Objective:
Which lines of the data below contain the word "wristband"? Extract each of them in full.

Source records
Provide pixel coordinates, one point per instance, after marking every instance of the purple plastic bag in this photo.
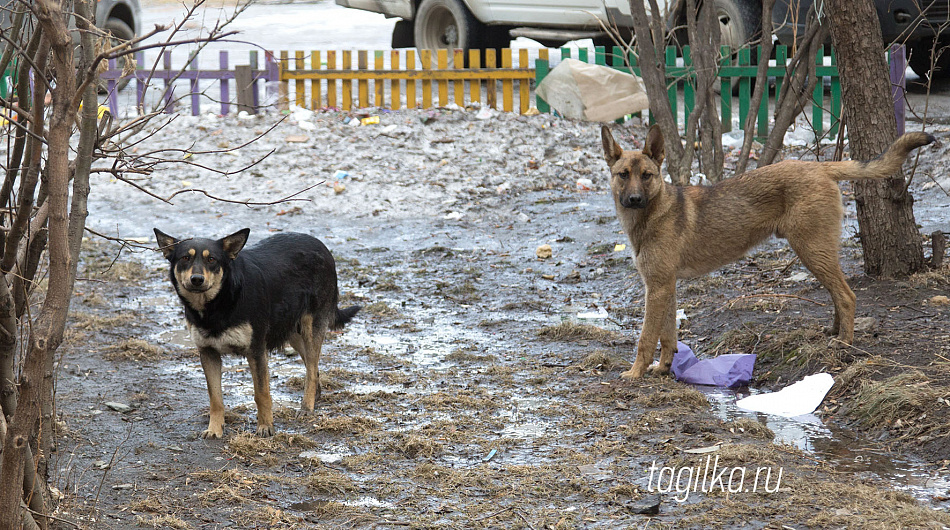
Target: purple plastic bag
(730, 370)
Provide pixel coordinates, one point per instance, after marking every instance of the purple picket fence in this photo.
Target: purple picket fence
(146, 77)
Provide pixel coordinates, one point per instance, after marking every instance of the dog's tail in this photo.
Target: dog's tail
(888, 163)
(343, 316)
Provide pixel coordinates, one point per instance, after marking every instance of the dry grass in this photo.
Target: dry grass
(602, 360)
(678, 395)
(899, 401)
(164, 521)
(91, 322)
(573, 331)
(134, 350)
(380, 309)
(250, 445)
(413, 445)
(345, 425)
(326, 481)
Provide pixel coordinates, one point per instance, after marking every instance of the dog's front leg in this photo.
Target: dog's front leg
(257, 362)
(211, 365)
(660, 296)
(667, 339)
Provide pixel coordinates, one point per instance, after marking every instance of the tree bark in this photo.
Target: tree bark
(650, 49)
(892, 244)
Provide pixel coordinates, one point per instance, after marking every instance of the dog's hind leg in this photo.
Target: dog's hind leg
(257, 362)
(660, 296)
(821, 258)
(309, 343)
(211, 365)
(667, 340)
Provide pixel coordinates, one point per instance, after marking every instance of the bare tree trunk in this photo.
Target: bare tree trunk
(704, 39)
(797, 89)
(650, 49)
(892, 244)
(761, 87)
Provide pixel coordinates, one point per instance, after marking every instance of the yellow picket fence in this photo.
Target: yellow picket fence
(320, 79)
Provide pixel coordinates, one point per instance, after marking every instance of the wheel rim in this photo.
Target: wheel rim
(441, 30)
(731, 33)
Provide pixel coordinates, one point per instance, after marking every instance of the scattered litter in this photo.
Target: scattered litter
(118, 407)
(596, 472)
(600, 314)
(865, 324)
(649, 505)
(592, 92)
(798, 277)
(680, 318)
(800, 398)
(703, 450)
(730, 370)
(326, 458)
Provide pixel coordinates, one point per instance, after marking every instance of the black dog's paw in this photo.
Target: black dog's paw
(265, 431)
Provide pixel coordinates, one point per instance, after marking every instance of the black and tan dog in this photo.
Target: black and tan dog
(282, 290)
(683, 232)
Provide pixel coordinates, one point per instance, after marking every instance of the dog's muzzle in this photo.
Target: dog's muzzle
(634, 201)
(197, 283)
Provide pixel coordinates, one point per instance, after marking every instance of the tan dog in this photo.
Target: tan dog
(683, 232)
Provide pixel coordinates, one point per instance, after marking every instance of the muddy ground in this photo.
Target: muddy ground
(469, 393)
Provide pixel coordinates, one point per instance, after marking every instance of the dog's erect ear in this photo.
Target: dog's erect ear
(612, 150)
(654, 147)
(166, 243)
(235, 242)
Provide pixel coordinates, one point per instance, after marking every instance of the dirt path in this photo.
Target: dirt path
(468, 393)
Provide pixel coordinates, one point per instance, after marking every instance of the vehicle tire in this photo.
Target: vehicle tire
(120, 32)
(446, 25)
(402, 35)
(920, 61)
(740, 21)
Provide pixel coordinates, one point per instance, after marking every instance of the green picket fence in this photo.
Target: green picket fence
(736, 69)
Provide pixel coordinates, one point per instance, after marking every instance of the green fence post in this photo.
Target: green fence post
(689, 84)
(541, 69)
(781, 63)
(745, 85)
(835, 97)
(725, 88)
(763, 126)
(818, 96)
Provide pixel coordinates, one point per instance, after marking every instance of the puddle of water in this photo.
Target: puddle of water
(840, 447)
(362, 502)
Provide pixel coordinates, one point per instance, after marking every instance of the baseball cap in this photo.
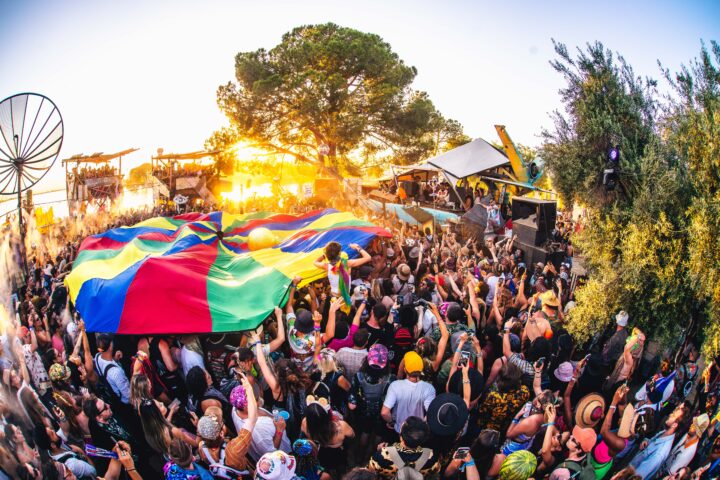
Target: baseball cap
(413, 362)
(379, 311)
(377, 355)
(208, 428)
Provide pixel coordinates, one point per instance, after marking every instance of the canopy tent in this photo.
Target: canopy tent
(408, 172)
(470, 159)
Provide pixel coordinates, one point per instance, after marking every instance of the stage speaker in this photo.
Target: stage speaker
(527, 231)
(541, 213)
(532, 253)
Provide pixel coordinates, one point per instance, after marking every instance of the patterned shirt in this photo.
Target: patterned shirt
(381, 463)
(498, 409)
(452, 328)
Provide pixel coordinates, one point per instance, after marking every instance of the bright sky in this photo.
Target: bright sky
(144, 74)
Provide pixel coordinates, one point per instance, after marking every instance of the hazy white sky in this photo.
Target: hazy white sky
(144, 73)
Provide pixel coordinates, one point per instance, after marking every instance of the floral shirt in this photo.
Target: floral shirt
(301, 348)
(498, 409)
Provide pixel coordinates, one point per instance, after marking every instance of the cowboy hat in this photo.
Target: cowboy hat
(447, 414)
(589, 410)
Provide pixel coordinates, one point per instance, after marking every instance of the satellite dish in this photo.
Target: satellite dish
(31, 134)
==
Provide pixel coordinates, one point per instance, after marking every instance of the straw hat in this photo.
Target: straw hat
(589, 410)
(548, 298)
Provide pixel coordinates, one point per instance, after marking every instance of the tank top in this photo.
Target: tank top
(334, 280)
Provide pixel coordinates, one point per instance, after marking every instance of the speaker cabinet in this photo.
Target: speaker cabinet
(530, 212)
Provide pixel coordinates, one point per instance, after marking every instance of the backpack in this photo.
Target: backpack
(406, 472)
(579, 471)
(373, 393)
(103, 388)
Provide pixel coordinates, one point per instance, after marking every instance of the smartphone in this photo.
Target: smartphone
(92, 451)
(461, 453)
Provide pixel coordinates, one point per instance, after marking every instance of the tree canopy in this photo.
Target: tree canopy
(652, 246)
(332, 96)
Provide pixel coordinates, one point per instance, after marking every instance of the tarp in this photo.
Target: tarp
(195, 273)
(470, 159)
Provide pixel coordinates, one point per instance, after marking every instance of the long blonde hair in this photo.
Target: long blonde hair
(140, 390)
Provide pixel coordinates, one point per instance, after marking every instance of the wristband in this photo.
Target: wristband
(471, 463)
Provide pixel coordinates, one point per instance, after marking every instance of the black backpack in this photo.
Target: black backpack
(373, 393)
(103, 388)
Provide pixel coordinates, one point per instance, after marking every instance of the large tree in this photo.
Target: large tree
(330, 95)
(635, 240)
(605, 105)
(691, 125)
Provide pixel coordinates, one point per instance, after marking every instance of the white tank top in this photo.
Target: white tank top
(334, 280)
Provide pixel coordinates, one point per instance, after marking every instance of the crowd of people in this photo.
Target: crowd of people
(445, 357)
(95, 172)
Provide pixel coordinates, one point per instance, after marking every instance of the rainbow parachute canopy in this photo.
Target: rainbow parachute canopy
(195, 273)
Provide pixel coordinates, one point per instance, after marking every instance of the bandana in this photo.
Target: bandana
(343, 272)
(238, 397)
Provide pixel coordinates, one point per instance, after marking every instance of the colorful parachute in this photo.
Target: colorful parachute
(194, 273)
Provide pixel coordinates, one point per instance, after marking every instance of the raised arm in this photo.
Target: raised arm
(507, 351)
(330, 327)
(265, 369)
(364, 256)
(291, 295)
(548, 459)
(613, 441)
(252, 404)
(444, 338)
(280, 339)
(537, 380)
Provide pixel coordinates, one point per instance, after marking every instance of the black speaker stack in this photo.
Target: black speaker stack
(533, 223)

Finished answer:
Provide pixel coordinates, one point per instance, after marking every instance of the wristband in this photo.
Target: wristband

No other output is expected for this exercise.